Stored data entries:
= Beginning of Section =

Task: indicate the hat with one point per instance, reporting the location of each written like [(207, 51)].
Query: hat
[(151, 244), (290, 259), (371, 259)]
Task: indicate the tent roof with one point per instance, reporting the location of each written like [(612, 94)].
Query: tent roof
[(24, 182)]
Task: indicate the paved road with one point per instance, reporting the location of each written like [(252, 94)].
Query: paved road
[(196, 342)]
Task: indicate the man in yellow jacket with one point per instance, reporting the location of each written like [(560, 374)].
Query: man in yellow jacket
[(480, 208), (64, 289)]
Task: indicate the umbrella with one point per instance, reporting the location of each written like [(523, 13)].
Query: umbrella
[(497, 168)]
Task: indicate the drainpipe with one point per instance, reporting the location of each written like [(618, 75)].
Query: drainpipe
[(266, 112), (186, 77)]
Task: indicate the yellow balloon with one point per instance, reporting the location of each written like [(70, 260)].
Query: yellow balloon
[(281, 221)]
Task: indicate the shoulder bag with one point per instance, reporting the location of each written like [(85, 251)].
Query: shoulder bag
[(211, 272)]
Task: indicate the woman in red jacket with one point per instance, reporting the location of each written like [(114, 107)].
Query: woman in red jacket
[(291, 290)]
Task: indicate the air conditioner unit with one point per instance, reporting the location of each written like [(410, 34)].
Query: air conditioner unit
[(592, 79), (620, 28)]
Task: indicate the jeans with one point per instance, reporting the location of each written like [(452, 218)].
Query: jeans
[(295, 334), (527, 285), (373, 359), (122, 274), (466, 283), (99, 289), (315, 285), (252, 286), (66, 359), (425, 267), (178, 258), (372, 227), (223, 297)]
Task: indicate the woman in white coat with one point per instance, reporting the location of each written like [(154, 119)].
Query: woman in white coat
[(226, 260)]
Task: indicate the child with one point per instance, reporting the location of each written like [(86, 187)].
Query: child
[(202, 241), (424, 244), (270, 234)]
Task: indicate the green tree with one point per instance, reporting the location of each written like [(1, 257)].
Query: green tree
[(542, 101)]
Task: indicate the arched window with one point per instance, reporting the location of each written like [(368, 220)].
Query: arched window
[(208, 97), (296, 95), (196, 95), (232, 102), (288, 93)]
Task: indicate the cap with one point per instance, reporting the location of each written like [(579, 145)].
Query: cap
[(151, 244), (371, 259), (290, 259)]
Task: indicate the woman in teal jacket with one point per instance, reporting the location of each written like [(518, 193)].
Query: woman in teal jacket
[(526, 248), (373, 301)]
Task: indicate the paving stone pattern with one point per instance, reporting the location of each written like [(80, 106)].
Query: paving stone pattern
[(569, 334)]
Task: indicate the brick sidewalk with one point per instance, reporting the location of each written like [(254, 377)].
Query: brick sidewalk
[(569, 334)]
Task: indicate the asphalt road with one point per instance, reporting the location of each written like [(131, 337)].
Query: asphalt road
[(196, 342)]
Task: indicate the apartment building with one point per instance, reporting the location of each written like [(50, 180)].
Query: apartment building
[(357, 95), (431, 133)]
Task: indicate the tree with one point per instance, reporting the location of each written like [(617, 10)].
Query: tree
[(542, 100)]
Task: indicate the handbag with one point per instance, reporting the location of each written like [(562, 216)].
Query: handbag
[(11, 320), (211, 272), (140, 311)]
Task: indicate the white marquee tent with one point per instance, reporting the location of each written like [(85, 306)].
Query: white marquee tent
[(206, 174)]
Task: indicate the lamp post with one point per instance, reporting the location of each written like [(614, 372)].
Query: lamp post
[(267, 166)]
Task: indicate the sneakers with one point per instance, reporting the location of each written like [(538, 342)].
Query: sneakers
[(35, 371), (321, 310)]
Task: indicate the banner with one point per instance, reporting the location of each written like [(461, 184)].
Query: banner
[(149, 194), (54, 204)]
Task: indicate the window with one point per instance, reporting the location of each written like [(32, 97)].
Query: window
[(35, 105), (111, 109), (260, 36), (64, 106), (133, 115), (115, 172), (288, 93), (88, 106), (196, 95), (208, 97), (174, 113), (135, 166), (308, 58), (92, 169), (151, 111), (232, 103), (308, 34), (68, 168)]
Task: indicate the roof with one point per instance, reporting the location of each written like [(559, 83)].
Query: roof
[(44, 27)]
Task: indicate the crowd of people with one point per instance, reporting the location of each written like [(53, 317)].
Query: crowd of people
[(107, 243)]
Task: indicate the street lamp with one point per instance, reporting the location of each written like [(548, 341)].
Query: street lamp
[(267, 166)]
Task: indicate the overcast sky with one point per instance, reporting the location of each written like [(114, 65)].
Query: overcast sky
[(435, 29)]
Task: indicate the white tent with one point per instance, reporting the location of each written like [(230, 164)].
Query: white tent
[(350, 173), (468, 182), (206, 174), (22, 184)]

= End of Section =

■ What the exercise asks ■
Beginning with the line that has "Query: drainpipe" and ending with the line that has "Task: indicate the jeans", set down the lines above exactly and include no others.

■ Response ■
Query: drainpipe
[(266, 112), (186, 77)]
Task: indicate the yellow balloon with one point per instance, reporting the location of each written like [(70, 260)].
Query: yellow balloon
[(281, 221)]
Task: indicate the shoulder bag with one point per instance, reporting the location of each written like [(85, 251)].
Query: shoulder bag
[(211, 272)]
Task: indicate the woman in red jacket with one point per instance, reporting the location of each written like [(114, 107)].
Query: woman in red jacket
[(291, 290)]
Task: indicate the air conditioner unit with one point per instance, reporting the location of each written like [(410, 34)].
Query: air conditioner unit
[(592, 79), (620, 28)]
Task: indicate the jeans with one point per instance, reporting the location of each written like [(452, 218)].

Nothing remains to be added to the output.